One primary clarification provided by the Notice is that the determination for qualification of ITC projects is generally based on the year the project is placed in service. Prior to the Notice, there was uncertainty as to what the statute’s use of “the previous year” refers to for purposes of satisfying the Unemployment Rate Requirement for the Statistical Area Category.

Projects will not always be completed and placed in service in the year in which construction commences. Thus, there is the risk that projects that would qualify under the Statistical Area Category in an applicable year but are not placed in service until a subsequent year, may ultimately not be eligible if the applicable “prior year” employment statistics do not meet the Unemployment Rate Requirement, which will not be known until employment statistics are released in May of the year of placement in service. Additionally, for PTCs, since the qualification determination is generally made annually, projects located in a Statistical Area Category that rely on the Unemployment Rate Requirement to qualify would be at risk of losing the bonus credit yearly based on shifting employment rates in the applicable MSA or non-MSA.

_SET OF TASKS_
1 - Revise the passage on the tax credit Notice, starting at "Projects will not" and ending at "MSA or non-MSA.", so that "jobless figures" takes the place of "employment statistics".
2 - Based on the passage about the tax credit Notice, does each statement below agree with it? Answer yes or no for each, quoting the words that decide it.
(a) Under the Notice, qualification of ITC projects is generally based on the year the project is placed in service.
(b) Employment statistics are released in January of the year of placement in service.
(c) For PTCs, the qualification determination is generally made only once.
3 - Pick up the passage on the tax credit Notice after its final sentence and keep writing.

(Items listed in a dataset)
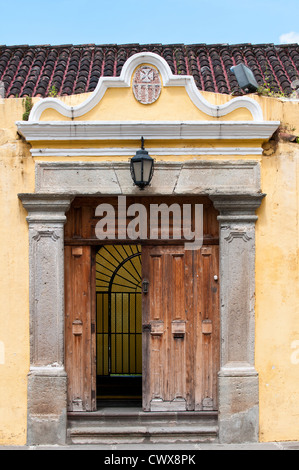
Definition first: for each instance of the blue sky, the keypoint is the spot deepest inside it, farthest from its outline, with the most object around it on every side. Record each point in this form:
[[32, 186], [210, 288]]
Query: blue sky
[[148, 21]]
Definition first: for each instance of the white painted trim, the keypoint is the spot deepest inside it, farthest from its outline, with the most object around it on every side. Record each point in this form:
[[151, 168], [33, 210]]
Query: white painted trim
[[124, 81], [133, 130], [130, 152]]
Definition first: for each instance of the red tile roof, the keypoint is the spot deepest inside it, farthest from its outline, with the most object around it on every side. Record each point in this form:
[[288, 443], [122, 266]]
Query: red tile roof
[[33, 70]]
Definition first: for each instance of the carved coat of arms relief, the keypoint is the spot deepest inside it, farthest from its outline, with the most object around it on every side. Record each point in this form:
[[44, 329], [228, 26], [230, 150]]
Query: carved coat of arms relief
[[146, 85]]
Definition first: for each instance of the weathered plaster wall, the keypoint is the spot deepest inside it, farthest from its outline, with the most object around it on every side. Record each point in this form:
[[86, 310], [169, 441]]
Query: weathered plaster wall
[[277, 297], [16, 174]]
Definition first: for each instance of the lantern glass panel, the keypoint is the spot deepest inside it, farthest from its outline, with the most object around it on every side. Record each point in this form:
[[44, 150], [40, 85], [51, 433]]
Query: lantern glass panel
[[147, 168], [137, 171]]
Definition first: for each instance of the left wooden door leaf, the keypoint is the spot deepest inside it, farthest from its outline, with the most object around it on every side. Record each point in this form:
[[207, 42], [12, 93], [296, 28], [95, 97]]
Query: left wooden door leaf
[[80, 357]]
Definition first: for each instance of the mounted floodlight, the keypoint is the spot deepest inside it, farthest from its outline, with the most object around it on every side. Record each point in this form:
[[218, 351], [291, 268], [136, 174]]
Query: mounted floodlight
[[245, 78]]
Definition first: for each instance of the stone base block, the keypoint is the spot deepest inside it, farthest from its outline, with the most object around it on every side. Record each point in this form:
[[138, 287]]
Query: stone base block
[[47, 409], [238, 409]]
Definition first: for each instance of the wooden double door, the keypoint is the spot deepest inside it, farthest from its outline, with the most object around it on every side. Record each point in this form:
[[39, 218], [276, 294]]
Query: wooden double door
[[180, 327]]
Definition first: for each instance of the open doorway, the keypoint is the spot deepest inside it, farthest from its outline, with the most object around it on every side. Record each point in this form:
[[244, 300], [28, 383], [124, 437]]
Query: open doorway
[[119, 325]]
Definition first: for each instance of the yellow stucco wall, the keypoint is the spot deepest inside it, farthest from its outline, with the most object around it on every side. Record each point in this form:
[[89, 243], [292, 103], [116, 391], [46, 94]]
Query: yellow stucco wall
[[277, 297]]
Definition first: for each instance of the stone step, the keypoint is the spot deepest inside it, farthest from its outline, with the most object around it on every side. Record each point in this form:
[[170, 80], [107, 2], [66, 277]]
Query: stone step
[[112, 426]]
==
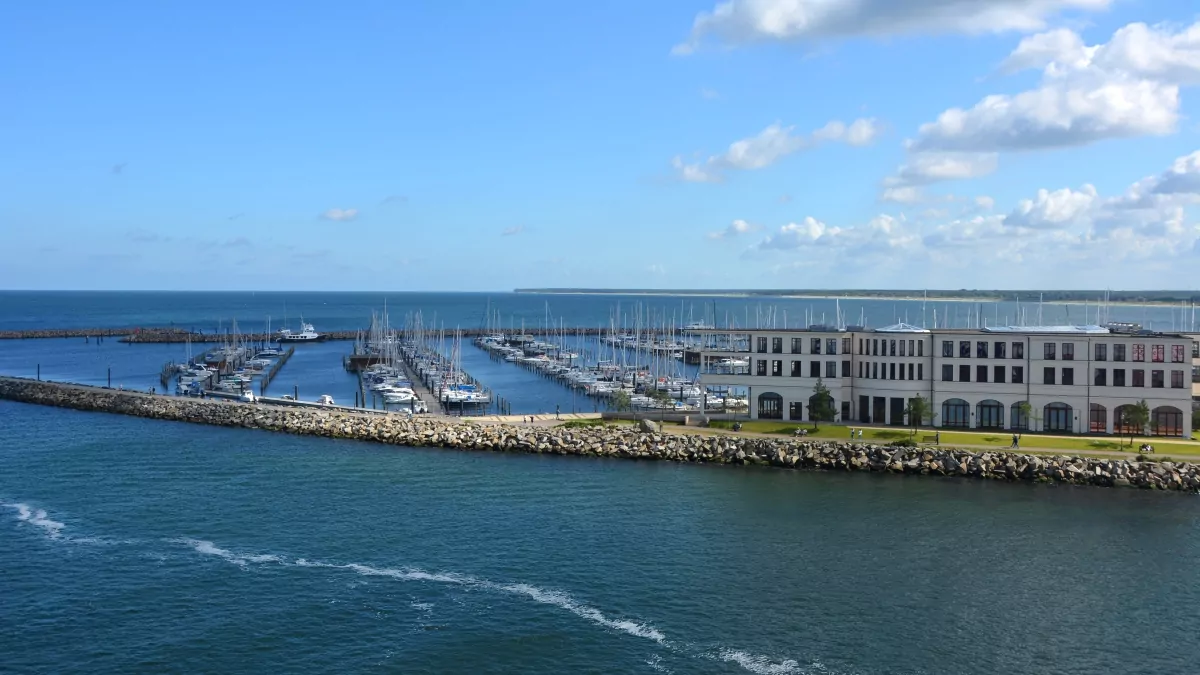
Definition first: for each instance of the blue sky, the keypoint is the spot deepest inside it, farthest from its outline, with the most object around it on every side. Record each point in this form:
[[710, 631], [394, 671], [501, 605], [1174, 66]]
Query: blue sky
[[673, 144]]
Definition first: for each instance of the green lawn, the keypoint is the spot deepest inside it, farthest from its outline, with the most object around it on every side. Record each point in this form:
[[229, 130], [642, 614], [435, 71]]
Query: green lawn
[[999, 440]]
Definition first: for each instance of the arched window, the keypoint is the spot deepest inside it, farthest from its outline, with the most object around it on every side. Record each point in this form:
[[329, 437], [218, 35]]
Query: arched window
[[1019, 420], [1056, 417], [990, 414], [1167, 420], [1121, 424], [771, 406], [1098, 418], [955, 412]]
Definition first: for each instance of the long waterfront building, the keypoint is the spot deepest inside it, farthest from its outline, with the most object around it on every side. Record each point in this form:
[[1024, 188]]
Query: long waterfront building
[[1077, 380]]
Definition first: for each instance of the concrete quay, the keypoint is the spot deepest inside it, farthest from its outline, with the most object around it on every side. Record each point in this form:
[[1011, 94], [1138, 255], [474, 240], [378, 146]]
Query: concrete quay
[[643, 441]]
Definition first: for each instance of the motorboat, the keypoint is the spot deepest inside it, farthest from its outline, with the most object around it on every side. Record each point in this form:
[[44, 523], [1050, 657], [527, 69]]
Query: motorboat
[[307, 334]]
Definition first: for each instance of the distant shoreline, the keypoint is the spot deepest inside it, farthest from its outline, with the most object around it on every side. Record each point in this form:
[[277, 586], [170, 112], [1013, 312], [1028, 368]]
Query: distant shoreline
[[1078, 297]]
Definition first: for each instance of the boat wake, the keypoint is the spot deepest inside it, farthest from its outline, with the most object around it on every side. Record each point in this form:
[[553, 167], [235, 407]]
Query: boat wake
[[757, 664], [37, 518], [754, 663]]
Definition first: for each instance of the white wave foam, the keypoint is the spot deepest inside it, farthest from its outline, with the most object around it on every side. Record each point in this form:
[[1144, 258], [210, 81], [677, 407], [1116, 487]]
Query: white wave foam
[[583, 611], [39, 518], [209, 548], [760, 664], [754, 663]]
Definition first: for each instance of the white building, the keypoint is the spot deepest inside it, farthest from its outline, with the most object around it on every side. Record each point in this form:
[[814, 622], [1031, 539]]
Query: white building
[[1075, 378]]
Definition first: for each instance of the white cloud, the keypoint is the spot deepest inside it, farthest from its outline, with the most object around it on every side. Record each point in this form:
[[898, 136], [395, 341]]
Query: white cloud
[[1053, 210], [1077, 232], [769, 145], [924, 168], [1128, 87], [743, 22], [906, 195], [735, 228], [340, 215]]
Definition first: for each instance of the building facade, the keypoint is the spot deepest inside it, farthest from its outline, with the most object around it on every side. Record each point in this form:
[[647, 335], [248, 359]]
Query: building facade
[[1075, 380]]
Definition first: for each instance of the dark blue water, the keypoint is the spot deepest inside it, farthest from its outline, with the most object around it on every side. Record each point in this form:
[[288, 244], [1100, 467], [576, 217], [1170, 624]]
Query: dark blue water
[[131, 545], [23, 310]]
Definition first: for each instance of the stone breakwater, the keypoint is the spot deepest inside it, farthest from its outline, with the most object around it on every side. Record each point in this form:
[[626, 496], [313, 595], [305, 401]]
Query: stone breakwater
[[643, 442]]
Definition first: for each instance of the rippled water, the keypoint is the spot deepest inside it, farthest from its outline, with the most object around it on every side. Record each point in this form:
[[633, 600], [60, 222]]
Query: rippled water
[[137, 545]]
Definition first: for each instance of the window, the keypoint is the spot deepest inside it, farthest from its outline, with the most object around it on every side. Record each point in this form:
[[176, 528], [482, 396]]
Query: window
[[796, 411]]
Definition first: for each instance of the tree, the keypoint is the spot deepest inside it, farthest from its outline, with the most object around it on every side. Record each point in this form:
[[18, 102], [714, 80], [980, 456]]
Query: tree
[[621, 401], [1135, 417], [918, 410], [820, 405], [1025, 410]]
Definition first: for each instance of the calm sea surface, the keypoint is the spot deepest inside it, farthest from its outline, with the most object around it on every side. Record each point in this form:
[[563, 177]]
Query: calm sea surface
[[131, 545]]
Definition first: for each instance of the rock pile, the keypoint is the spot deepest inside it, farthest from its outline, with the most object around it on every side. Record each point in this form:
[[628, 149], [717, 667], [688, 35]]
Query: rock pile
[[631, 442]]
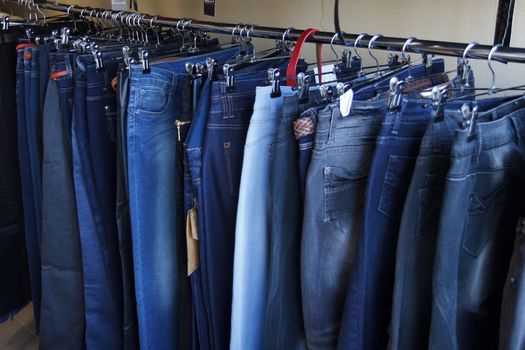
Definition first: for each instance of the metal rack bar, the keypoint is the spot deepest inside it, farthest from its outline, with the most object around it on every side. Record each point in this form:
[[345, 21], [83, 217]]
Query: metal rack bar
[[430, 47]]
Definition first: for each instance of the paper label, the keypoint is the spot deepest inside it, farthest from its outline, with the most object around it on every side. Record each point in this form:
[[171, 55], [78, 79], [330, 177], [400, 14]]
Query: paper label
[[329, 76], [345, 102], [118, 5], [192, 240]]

_TASK-BY-TASK ANSWERS_
1 -
Projects will not always be completed and placed in service in the year in which construction commences. Thus, there is the risk that projects that would qualify under the Statistical Area Category in an applicable year but are not placed in service until a subsequent year, may ultimately not be eligible if the applicable “prior year” jobless figures do not meet the Unemployment Rate Requirement, which will not be known until jobless figures are released in May of the year of placement in service. Additionally, for PTCs, since the qualification determination is generally made annually, projects located in a Statistical Area Category that rely on the Unemployment Rate Requirement to qualify would be at risk of losing the bonus credit yearly based on shifting employment rates in the applicable MSA or non-MSA.

2 -
(a) Yes: "the determination for qualification of ITC projects is generally based on the year the project is placed in service."
(b) No: "which will not be known until employment statistics are released in May of the year of placement in service."
(c) No: "since the qualification determination is generally made annually."

3 -
These general rules create uncertainty regarding qualification for financing purposes with respect to certain projects, in particular projects located in (or intended to be located in) a Statistical Area Category. The impact of this uncertainty may be potentially significant because the vast majority of the areas that qualify for the Energy Communities Bonus Credit are located in Energy Communities that are expected to qualify based on the Statistical Area Category which, as described above, is subject to yearly determination.

To alleviate this potential qualification uncertainty, the Notice provides the Beginning of Construction Safe Harbor that allows a project that “begins construction” (as defined under the applicable IRS rules) in a location that qualifies as an Energy Community (under either category) as of the beginning of construction date to be deemed to comply with the Energy Community requirements when the project is placed in service and throughout the entire credit period. While some may bemoan the returned prominence of the guidance underlying the Beginning of Construction Safe Harbor that was otherwise becoming less important after the tax credits step downs were eliminated as part of the IRA, the application of the Beginning of Construction Safe Harbor in the Energy Communities Bonus Credit context should be helpful and allow developers and financing parties some certainty around the available tax credit amount. The Beginning of Construction Safe Harbor does, however, still leave some ambiguity as to the applicability to projects that were already under construction at the time of the Notice.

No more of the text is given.